- [Written request]: Format every line of the records below as a JSON list of strings, one string per line, with blank lines skipped. Leave the pictures out.

- [Records provided]:
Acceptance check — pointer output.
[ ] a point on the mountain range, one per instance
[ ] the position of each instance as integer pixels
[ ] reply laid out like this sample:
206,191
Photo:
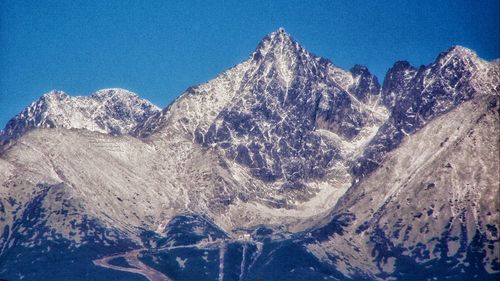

- [Reply]:
[
  "Acceptance check — pointer output.",
  "[ ] a point on the mountain range, one per instance",
  "[ ] the position of each instance as integer pixels",
  "[ ] reply laid out like this sample:",
  "206,191",
  "Photo:"
]